**EXERCISE GOAL**
In the forum thread below about folding back the Oberon Kindle cover, how does chynared21 describe the original Kindle cover?

**SELECTED EXCERPT**

# Does Oberon Cover fold back as nice as Original Kindle Cover?



## beanie22 (Oct 30, 2008)

For those of you who already have the Oberon Cover, is it comfortable holding the Kindle in the case?  The cover that comes with the Kindle is pretty easy to hold in one hand while reading, but to me the Oberon cover looks like it might be a little stiff.  Any comments out there?

Thanks,

Jane


----------



## Betsy the Quilter (Oct 27, 2008)

I have no problem with mine, I read it folded all the time.  There are pics in one of the Oberon threads.  I'll look for them and post them here too.

Betsy


----------



## pidgeon92 (Oct 27, 2008)

I, too, always read with it folded back.


----------



## chynared21 (Oct 28, 2008)

*As thick as the leather is, it's rather soft and supple. I find it very comfortable to fold it back and hold the folded side. I actually find it more comfortable than the original cover which is extremely rigid.*


----------



## Patrizia (Oct 29, 2008)

Same here.. very easy to fold back


----------



## Leslie (Apr 7, 2008)

It is easy to fold back but I find I am reading it more with the cover open, like a book. I sometimes have it propped up on a table, or propped up on my knees but I sort of like it open.

L


----------



## Betsy the Quilter (Oct 27, 2008)

Here are pictures showing it open folded:

http://www.kboards.com/index.php/topic,115.msg14649.html#msg14649

Betsy


----------



## Shizu (Oct 27, 2008)

Yes, like everyone said, it is easy to fold back and read. I love it.


----------



## Eclectic Reader (Oct 28, 2008)

Ditto to what everyone has already said here.  I always fold it back.  It's very easy and comfortable to hold.


----------



## Anne (Oct 29, 2008)

It does fold back and is comfortable to hold  I like putting my fingers in the pockets it so comfortable to hold that way.


----------



## Ruby296 (Nov 1, 2008)

Betsy the Quilter said:


> Here are pictures showing it open folded:
> 
> http://www.kboards.com/index.php/topic,115.msg14649.html#msg14649
> 
> Betsy


Betsy,

Great photos! I noticed that you only have 2 pieces of velcro on the back-did you add a 3rd, or is 2 enough? I am so torn about the design and the velcro vs. corner issue that I haven't placed my order yet!!!


----------



## Betsy the Quilter (Oct 27, 2008)

**INFORMATION GIVEN**
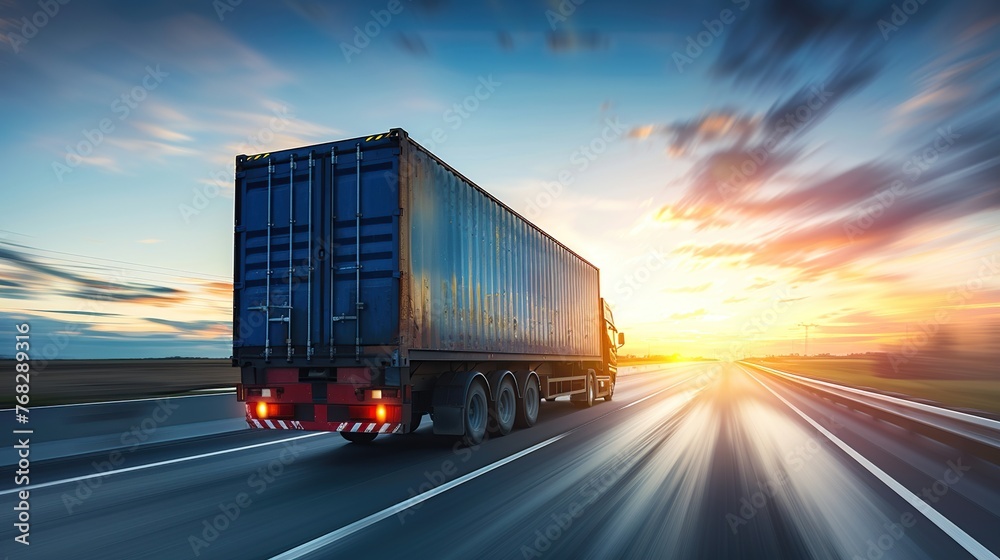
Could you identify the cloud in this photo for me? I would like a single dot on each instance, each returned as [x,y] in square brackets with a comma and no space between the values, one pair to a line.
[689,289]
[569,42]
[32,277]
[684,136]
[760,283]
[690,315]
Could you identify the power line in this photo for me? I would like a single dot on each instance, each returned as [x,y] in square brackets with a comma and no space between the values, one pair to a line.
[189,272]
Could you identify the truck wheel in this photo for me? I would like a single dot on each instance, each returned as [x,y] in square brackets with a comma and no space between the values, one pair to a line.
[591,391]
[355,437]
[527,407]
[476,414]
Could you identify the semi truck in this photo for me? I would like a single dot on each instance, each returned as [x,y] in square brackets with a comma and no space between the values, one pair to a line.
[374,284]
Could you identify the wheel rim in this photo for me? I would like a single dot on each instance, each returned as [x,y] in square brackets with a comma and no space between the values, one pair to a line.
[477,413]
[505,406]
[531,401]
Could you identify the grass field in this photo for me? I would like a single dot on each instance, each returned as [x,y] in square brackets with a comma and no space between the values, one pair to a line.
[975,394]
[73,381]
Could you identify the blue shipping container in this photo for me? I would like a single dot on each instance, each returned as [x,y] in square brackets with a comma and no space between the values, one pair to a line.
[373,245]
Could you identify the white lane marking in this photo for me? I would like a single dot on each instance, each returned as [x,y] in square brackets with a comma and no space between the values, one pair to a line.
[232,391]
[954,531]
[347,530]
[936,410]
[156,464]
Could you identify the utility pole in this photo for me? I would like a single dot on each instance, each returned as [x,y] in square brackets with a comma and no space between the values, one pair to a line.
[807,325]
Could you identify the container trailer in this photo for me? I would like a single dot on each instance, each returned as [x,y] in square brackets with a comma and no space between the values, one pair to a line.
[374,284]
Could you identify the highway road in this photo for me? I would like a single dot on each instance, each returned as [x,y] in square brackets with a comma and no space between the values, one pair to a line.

...

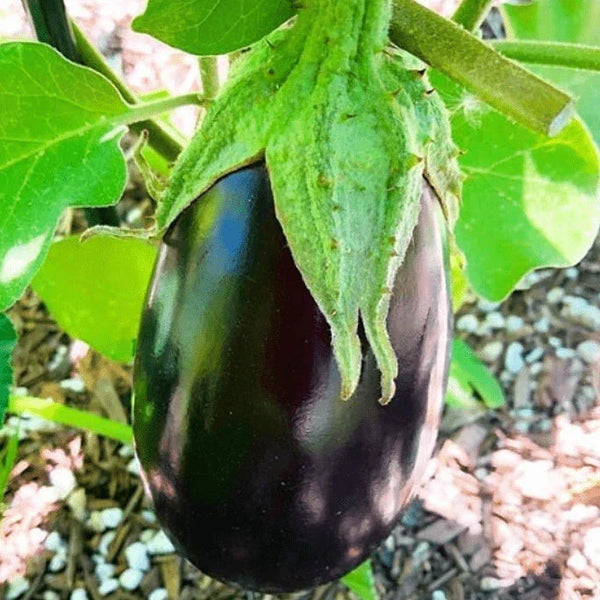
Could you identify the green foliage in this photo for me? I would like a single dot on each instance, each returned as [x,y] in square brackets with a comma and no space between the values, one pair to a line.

**COMPLETED TASK**
As extremely rigid.